Wartime members of the Home Guard - famously portrayed in the TV comedy series Dad's Army - reacted with anger today to a new documentary which they claim ''slurs'' Britain's last line of defence.
Viewers of Channel 4's Secret History: Dad's Army, to be screened next month, will be told some volunteers were so incompetent they claimed lives of those they were supposed to protect.
Sir James Spicer, a former Tory MP, who joined the Home Guard ''illegally'' at age 15, denounced the allegations as a ''grave slur''.
''I am dismayed that more than half-a-century on from the formation of the Home Guard, a so-called expert should dredge up facts and figures to suggest that the Home Guard was a shower,'' said Sir James, who retired as MP for West Dorset at the election.
''This is a grave slur and part of the current trend of denigrating the good things of the past.''
Sir James said he tried to join the Home Guard in 1940 at the age of 14, but failed. A year later he did join, but had to pretend he was 16, the minimum age.
He said: ''I was proud to be a member of a commando group in the Middlesex Battalion. We were efficient, fit, reasonably well-equipped and above all had a hard-core of those who had seen front-line service in the First World War and who were then only in their 40s.

A block of data

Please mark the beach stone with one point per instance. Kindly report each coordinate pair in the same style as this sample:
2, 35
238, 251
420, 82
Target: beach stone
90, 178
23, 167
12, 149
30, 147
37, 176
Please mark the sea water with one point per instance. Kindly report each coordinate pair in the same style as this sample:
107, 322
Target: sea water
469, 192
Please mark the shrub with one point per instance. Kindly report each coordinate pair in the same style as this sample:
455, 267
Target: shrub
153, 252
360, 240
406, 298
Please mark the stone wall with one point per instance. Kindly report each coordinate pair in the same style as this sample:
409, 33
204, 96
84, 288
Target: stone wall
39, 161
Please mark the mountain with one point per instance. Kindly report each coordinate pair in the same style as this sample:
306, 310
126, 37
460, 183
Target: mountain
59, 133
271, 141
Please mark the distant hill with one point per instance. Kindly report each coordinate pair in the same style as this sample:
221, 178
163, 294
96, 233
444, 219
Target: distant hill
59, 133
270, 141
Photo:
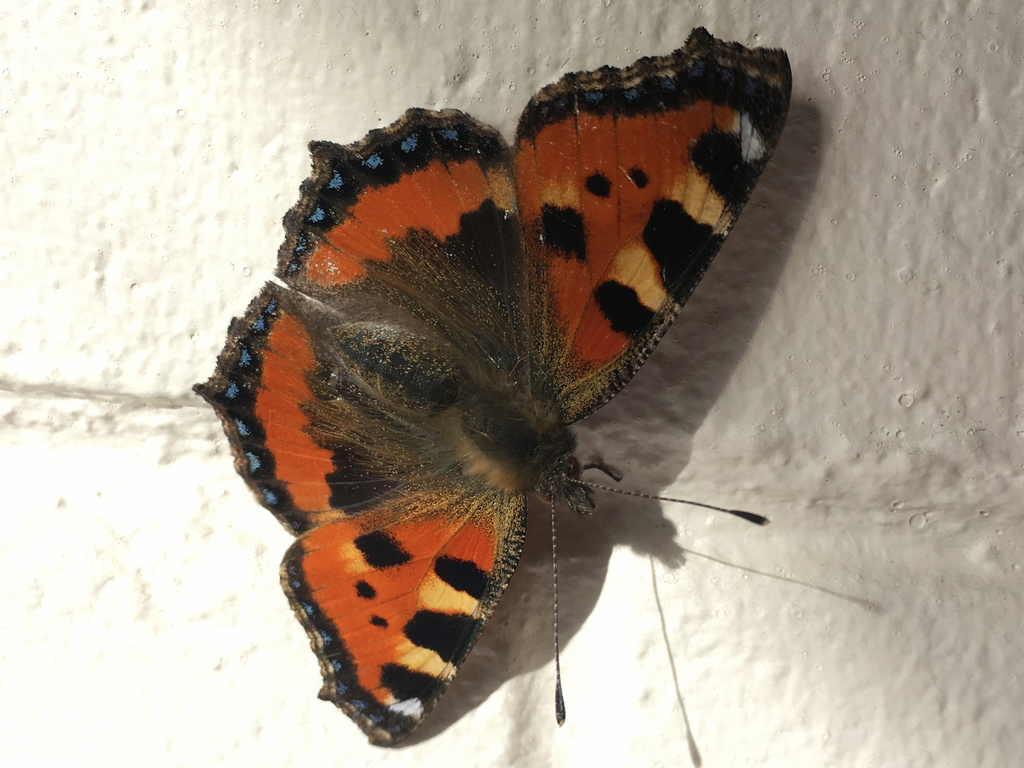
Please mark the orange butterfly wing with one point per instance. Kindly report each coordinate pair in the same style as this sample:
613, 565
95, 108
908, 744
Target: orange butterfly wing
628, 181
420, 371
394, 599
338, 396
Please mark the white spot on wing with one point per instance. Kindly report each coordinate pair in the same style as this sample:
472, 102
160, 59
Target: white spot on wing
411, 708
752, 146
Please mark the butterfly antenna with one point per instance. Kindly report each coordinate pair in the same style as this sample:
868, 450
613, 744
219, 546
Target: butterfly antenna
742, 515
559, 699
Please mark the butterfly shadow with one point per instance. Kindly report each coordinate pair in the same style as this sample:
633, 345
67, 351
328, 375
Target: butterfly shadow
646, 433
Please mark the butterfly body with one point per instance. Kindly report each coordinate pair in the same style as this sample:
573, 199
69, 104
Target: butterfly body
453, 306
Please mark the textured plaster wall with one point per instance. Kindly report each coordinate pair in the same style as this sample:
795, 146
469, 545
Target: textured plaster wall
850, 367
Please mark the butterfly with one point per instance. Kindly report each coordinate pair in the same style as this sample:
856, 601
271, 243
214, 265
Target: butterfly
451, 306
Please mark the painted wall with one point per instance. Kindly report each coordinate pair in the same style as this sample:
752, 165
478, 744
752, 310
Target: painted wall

◆ WORK INSTRUCTIONS ◆
- 1) According to the Home Guard article, how old was Sir James Spicer when he first tried to join the Home Guard?
- 2) In the Home Guard article, Sir James Spicer describes his commando group as having been what? List each descriptive word or phrase he uses.

◆ RESULTS FOR EACH TASK ◆
- 1) He was 14.

- 2)
- efficient
- fit
- reasonably well-equipped